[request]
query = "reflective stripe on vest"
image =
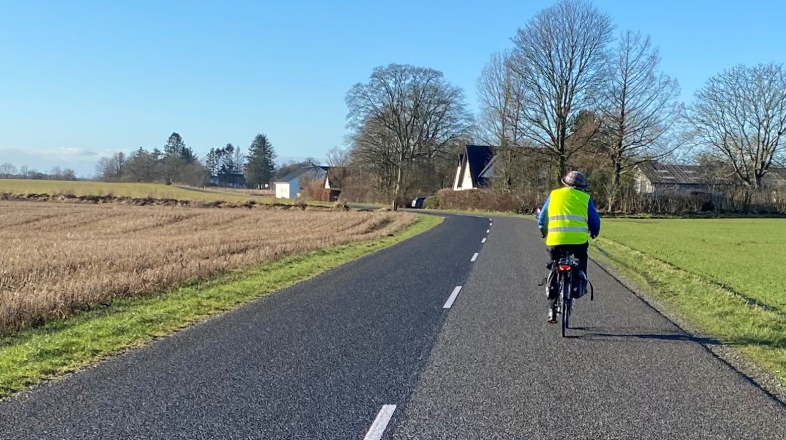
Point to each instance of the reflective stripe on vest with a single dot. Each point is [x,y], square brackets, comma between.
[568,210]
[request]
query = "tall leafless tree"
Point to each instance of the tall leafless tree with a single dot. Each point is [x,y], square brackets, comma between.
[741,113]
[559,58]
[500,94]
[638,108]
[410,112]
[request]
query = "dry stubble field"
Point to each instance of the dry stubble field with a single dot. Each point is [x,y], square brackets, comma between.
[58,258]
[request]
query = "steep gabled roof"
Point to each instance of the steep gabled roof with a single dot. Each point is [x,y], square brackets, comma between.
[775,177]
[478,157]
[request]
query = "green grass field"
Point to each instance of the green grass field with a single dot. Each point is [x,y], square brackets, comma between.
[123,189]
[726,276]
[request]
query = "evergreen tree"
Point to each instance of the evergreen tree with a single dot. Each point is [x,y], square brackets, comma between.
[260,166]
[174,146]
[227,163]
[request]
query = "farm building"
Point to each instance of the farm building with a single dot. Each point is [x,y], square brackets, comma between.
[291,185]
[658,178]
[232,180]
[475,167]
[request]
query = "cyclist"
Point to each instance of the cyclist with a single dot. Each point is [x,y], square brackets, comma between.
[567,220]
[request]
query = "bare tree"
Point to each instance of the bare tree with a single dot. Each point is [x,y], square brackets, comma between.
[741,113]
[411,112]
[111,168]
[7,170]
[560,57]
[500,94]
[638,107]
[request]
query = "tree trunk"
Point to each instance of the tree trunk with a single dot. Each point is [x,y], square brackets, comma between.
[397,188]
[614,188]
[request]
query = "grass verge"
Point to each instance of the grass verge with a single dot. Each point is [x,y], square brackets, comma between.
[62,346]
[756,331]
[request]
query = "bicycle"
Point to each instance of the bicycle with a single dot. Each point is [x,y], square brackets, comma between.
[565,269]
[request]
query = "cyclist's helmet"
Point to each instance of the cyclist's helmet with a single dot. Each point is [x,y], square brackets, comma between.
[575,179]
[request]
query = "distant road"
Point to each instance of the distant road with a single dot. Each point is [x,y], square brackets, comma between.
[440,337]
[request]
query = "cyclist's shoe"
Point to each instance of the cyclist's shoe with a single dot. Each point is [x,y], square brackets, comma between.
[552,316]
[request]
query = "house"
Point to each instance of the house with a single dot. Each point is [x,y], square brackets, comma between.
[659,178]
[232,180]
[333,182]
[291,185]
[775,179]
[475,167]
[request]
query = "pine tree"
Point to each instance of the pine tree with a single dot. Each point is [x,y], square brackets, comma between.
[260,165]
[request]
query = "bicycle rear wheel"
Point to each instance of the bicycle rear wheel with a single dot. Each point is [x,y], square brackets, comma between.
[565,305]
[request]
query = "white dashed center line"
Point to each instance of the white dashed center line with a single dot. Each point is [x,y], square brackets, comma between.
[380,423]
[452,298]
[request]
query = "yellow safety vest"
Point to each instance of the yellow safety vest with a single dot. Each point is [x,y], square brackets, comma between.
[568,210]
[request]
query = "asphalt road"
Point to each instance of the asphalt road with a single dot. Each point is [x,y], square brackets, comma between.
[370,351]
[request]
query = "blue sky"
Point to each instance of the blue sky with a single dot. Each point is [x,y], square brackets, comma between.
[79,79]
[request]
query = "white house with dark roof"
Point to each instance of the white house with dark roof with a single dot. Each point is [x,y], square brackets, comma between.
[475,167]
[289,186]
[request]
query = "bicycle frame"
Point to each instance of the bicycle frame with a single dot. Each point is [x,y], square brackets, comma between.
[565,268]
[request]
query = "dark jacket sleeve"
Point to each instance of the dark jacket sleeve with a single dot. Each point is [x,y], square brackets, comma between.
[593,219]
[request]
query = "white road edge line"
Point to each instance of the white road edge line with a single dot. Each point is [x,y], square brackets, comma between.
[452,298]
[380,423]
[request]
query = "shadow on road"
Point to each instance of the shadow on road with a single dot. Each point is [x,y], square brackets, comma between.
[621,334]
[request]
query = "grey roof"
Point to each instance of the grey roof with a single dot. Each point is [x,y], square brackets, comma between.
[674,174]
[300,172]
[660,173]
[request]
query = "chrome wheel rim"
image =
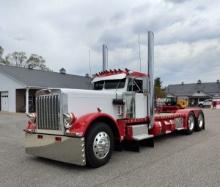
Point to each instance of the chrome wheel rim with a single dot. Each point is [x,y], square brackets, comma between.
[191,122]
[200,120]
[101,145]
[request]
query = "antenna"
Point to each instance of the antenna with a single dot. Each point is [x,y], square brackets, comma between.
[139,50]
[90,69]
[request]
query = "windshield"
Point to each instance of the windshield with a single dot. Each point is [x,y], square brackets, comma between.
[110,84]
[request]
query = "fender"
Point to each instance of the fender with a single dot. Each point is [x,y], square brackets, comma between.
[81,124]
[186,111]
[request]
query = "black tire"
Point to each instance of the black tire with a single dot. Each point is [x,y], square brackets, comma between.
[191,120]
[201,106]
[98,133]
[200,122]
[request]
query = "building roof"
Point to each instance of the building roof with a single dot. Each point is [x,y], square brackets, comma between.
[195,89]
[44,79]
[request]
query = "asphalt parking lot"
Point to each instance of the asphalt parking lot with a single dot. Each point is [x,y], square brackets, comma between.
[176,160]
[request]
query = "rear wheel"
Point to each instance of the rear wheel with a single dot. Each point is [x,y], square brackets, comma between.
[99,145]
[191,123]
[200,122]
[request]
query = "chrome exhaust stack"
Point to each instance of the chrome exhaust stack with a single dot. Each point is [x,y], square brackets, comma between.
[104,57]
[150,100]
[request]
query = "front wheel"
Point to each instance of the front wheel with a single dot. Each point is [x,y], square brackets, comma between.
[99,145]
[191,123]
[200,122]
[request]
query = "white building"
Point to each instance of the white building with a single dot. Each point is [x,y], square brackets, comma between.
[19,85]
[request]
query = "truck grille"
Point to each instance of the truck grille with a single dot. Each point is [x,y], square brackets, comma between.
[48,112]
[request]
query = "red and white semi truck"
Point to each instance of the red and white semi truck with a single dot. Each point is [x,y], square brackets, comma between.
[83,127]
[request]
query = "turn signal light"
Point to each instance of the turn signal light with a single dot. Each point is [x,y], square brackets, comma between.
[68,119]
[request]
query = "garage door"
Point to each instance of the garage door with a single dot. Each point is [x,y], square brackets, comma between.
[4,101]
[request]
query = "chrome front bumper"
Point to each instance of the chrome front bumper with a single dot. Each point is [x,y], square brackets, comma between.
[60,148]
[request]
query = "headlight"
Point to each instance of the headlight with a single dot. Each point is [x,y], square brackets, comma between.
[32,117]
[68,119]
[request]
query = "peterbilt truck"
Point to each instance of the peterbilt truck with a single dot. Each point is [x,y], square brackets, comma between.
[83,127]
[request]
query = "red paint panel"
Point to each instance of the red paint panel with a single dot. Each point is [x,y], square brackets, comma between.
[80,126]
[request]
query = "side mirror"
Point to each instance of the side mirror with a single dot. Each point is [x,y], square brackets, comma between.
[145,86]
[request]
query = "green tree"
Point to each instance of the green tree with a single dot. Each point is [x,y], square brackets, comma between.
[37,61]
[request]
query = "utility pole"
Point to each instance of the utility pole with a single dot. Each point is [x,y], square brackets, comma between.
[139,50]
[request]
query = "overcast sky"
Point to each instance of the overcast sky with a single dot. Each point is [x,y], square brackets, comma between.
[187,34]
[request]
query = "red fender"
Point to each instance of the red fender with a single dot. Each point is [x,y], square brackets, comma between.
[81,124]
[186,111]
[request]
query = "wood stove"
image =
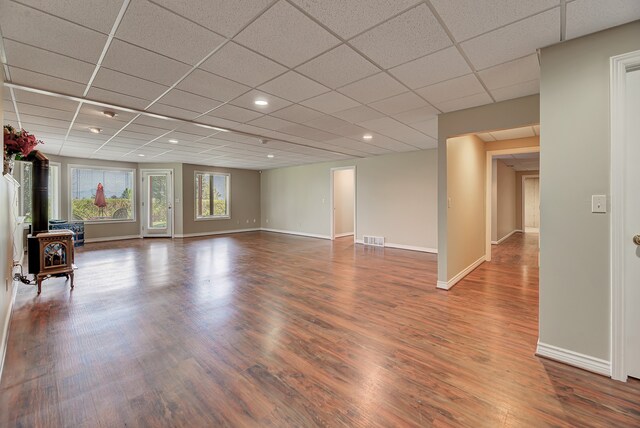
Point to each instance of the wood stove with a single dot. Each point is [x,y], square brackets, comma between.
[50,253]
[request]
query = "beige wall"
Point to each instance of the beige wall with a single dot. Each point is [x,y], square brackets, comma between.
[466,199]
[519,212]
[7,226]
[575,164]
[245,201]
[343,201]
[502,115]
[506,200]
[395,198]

...

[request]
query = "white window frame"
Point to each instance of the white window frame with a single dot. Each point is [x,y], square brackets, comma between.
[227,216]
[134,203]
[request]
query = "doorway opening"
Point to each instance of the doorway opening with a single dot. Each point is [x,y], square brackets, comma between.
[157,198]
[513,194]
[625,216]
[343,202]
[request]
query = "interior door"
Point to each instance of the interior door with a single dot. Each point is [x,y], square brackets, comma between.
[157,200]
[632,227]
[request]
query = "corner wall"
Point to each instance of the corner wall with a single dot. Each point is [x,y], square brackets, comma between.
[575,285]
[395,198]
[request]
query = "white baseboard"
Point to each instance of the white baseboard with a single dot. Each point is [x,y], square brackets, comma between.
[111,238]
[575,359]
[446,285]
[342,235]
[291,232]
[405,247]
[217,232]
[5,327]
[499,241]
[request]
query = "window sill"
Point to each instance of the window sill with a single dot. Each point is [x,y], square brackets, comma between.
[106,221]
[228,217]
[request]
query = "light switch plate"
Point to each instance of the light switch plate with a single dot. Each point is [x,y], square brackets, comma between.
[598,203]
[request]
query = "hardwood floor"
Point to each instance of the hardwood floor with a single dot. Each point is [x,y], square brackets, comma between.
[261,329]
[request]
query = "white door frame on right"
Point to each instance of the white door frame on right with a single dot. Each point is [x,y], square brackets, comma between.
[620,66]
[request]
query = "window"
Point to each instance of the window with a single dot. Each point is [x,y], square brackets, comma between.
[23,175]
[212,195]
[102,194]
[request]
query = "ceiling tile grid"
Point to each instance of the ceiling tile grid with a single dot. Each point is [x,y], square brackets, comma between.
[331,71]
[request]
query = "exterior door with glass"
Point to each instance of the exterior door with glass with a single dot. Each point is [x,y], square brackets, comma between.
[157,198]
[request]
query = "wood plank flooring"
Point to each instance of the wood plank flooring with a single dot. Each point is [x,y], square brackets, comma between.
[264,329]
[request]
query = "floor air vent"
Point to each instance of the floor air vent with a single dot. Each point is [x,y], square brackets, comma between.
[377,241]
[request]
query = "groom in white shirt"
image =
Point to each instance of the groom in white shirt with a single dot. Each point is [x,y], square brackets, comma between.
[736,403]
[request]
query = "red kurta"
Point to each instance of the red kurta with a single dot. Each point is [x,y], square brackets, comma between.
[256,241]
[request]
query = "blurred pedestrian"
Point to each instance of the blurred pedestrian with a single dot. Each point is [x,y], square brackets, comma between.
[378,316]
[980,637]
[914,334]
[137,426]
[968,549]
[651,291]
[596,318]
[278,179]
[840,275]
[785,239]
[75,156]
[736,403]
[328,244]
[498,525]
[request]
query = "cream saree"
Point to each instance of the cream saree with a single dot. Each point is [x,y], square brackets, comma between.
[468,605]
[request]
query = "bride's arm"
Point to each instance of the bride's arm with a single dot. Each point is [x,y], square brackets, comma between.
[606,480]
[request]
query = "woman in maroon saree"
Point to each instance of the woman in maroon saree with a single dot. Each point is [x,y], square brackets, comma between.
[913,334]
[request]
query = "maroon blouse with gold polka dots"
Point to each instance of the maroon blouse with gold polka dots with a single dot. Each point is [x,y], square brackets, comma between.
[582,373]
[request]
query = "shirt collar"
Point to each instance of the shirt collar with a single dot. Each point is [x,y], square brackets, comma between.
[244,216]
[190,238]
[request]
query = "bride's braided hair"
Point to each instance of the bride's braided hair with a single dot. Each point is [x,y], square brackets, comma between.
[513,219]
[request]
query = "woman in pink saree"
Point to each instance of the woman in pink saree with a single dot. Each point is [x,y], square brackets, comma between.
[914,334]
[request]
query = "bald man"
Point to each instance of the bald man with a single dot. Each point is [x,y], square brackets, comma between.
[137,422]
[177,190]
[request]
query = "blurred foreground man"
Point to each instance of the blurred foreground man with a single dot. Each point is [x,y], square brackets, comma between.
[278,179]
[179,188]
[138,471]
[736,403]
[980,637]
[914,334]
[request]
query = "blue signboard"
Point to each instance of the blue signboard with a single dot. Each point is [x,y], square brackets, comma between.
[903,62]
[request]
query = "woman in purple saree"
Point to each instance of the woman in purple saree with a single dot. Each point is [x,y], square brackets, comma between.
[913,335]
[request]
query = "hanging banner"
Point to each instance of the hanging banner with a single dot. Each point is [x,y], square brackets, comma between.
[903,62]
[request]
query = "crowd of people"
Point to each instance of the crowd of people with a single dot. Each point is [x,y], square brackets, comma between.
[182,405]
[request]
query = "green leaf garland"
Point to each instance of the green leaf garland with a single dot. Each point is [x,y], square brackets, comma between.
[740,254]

...

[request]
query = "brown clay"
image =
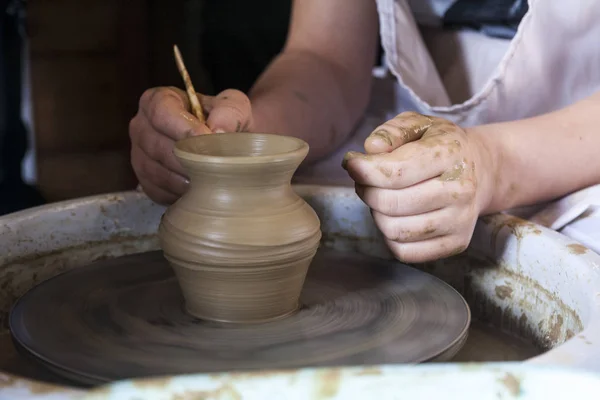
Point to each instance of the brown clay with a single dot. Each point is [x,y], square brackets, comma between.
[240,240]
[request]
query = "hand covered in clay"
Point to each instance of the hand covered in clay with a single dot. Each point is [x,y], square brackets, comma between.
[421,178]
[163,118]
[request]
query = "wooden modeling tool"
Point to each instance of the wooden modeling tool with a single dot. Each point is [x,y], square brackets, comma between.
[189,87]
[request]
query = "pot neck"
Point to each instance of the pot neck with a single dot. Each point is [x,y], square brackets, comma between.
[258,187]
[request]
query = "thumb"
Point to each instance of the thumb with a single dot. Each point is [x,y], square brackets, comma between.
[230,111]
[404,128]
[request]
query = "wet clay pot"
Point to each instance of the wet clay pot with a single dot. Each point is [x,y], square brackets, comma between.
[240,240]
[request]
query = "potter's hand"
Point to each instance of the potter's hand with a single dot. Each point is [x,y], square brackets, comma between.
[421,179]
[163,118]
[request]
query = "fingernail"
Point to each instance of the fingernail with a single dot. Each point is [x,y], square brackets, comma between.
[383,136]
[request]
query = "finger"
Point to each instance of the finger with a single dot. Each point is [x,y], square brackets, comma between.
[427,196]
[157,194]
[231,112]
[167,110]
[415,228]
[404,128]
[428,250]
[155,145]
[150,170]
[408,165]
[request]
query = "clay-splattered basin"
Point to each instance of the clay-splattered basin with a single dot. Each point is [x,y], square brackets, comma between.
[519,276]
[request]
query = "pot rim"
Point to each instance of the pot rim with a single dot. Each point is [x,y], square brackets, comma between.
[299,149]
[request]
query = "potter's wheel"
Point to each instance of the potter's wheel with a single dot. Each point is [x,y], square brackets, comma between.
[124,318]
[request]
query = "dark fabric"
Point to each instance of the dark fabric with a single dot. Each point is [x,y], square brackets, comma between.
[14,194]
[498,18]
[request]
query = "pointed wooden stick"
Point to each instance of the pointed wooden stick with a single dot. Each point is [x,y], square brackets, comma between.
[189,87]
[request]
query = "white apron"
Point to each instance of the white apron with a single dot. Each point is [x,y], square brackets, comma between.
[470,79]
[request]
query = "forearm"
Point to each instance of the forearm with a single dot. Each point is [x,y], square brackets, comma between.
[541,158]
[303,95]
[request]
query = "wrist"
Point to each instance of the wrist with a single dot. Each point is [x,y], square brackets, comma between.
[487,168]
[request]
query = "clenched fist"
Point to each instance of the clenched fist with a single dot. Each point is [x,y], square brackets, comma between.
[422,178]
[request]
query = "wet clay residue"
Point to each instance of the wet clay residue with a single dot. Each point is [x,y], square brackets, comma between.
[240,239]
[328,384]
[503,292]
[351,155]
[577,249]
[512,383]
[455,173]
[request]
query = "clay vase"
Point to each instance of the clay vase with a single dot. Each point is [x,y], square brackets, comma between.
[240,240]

# Set task:
Count the lines of the material above that contain the word "thumb", and give only that number.

# Answer:
2